## [Work to be completed]
How many lines in the entries below contain the word "tiled"? Reply with the number alone.

───── Provided entries ─────

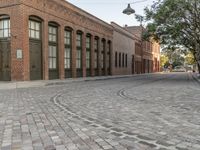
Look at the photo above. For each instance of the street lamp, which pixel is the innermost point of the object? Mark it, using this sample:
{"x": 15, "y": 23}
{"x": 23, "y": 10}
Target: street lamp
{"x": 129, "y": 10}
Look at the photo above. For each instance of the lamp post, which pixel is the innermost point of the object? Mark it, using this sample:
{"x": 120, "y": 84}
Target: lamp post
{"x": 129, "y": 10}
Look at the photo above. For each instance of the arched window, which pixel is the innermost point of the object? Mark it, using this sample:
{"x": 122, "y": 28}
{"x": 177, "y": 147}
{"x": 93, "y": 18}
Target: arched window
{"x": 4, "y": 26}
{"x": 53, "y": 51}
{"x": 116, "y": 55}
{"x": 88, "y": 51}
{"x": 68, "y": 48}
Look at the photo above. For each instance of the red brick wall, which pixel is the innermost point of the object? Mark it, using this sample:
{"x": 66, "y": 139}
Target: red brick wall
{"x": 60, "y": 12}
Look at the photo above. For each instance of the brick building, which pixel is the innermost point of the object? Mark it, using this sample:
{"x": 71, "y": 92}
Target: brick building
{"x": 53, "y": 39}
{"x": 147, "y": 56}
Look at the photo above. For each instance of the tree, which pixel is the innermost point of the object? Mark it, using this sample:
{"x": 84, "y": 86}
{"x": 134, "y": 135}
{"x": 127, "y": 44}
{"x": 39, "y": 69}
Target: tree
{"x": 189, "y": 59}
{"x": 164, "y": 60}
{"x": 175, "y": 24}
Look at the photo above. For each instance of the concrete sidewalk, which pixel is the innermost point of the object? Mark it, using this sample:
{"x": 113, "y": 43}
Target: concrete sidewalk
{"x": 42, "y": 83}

─────
───── Provided entries ─────

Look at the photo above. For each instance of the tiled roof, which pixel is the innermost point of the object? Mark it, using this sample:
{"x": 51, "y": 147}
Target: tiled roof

─────

## [Exercise solution]
2